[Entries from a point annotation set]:

▬▬▬▬▬▬

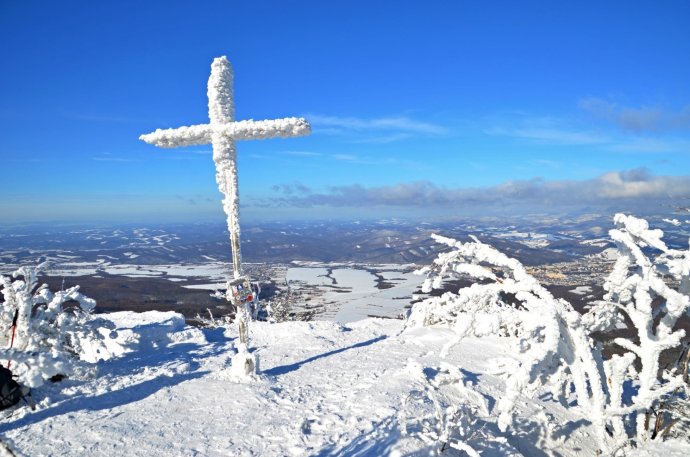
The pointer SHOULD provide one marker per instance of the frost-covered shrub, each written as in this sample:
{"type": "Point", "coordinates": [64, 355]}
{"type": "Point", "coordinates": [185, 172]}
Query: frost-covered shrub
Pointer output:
{"type": "Point", "coordinates": [54, 331]}
{"type": "Point", "coordinates": [443, 412]}
{"type": "Point", "coordinates": [557, 349]}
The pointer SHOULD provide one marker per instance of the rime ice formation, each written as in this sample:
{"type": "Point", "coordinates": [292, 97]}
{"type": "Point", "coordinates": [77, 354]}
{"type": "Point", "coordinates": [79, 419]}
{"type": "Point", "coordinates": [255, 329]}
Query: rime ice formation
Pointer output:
{"type": "Point", "coordinates": [221, 132]}
{"type": "Point", "coordinates": [647, 292]}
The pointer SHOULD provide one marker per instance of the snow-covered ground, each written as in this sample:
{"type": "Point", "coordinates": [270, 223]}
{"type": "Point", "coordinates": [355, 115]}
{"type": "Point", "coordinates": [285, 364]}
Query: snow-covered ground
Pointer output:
{"type": "Point", "coordinates": [349, 293]}
{"type": "Point", "coordinates": [325, 390]}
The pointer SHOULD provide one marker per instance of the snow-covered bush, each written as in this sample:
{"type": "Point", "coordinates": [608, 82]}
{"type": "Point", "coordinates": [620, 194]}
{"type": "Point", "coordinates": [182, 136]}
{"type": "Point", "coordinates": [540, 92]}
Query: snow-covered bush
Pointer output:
{"type": "Point", "coordinates": [53, 330]}
{"type": "Point", "coordinates": [556, 344]}
{"type": "Point", "coordinates": [444, 412]}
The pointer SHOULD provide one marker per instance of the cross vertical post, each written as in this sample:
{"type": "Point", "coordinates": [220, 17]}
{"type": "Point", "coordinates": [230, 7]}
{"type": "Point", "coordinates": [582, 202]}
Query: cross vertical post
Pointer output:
{"type": "Point", "coordinates": [222, 131]}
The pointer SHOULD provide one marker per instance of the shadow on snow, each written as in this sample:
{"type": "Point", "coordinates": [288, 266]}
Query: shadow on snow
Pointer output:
{"type": "Point", "coordinates": [284, 369]}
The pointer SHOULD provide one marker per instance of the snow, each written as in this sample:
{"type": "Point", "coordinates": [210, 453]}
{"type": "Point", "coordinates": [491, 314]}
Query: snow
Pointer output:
{"type": "Point", "coordinates": [581, 290]}
{"type": "Point", "coordinates": [325, 389]}
{"type": "Point", "coordinates": [354, 294]}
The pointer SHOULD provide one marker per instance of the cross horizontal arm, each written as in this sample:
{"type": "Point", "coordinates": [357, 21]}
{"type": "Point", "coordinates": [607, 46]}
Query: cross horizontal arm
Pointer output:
{"type": "Point", "coordinates": [242, 130]}
{"type": "Point", "coordinates": [182, 136]}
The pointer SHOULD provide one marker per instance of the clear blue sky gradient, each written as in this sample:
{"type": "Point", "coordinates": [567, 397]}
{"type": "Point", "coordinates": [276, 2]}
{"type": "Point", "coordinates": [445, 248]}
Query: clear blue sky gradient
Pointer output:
{"type": "Point", "coordinates": [454, 94]}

▬▬▬▬▬▬

[Given request]: Put the lines into a Markdown table with the columns Row and Line, leaving out any blank lines. Start at the line that contains "the snow, each" and continue through the last line of the entries.

[Result of this exercise]:
| Row | Line |
|---|---|
| 1 | The pointer SHOULD provide one marker per instance of the snow, each written as in this sample: |
| 2 | {"type": "Point", "coordinates": [210, 453]} |
| 3 | {"type": "Point", "coordinates": [491, 314]} |
| 4 | Query: snow |
| 5 | Pointer output: |
| 6 | {"type": "Point", "coordinates": [581, 290]} |
| 7 | {"type": "Point", "coordinates": [325, 389]} |
| 8 | {"type": "Point", "coordinates": [354, 294]} |
| 9 | The pointer SHOULD provide one marker per instance of the cross horizontal arm, each written as in this sample: |
| 10 | {"type": "Point", "coordinates": [357, 21]} |
| 11 | {"type": "Point", "coordinates": [607, 46]} |
| 12 | Query: cross horizontal arm |
| 13 | Pointer output: |
| 14 | {"type": "Point", "coordinates": [242, 130]} |
| 15 | {"type": "Point", "coordinates": [182, 136]} |
| 16 | The pointer SHOULD provide one marker per instance of the clear blue sky gradient, each written as in this sample: |
| 17 | {"type": "Point", "coordinates": [567, 397]} |
| 18 | {"type": "Point", "coordinates": [276, 2]} |
| 19 | {"type": "Point", "coordinates": [445, 248]} |
| 20 | Query: clear blue sky gradient |
| 21 | Pointer output: |
| 22 | {"type": "Point", "coordinates": [454, 94]} |